→ **DATASET RECORDS**:

-----

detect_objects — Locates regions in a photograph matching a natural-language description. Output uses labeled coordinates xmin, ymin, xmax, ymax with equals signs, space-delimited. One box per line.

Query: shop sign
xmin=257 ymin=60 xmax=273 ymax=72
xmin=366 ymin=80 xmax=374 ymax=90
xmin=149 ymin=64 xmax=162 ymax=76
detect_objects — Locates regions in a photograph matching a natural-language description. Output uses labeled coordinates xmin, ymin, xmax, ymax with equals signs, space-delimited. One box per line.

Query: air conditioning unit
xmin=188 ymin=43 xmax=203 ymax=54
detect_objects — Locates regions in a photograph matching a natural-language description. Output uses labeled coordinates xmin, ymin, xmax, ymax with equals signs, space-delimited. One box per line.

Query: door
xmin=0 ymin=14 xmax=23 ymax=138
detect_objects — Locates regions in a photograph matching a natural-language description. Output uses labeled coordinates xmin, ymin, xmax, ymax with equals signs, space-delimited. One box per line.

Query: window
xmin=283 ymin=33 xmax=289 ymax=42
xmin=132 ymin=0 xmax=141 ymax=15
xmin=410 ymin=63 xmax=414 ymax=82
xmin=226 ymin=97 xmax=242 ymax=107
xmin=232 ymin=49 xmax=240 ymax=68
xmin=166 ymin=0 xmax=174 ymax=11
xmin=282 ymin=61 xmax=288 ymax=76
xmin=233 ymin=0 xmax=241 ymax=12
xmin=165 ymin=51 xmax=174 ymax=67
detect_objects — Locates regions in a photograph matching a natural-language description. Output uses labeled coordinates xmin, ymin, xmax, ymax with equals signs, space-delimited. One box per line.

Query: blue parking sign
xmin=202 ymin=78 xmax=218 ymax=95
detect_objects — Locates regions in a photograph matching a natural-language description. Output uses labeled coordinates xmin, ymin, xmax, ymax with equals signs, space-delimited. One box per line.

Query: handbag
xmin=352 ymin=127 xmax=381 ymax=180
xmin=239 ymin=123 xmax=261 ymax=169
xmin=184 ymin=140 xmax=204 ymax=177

-----

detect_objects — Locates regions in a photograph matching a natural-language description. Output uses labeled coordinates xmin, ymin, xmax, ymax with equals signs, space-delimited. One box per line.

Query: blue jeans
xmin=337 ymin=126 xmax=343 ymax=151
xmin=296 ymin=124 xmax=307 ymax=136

-----

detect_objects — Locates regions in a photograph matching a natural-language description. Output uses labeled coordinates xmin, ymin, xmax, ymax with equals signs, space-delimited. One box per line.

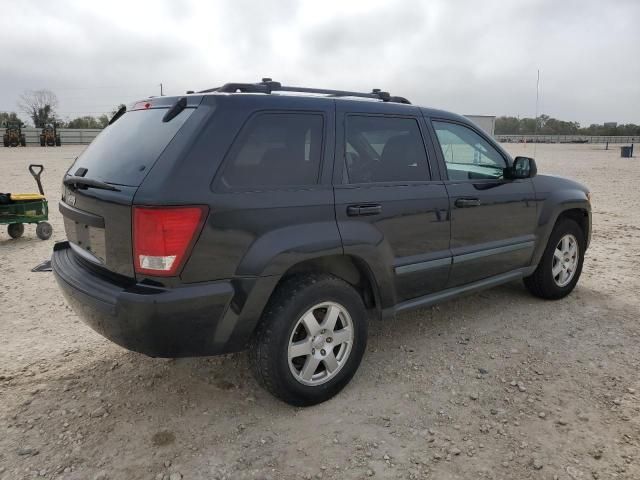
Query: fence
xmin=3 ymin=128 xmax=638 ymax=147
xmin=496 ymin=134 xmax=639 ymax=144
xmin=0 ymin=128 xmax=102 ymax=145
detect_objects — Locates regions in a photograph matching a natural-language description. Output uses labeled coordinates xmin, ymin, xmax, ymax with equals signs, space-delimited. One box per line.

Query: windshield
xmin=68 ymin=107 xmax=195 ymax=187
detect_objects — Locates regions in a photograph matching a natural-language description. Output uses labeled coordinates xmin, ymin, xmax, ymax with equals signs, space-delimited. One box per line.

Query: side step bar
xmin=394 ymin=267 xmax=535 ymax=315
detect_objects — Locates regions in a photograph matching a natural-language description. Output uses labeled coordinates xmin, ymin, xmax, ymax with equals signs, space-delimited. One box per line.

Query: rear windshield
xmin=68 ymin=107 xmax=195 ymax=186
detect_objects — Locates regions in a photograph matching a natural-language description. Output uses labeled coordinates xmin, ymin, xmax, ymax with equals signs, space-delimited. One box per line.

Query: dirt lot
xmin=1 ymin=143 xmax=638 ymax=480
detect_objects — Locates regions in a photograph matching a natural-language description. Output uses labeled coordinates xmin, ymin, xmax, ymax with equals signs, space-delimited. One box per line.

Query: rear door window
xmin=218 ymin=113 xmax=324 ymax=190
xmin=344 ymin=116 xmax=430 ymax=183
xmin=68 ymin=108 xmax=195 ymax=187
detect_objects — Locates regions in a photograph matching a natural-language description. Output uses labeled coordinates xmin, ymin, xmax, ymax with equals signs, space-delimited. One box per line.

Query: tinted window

-----

→ **WHAT THIS TASK INVOLVES**: Could you write out, exactly as they stand, only the lines above that begin at the line with "Query: rear door window" and stop after the line with "Query: tinted window"?

→ **WRITTEN RESPONSE**:
Query: rear door window
xmin=218 ymin=113 xmax=324 ymax=190
xmin=344 ymin=116 xmax=430 ymax=183
xmin=68 ymin=108 xmax=195 ymax=187
detect_objects — Locates regions in a photograph matching a natural-language description. Output uses labeled coordinates xmin, ymin, xmax, ymax with equals signs, space-delimited. One box per line.

Query: tinted window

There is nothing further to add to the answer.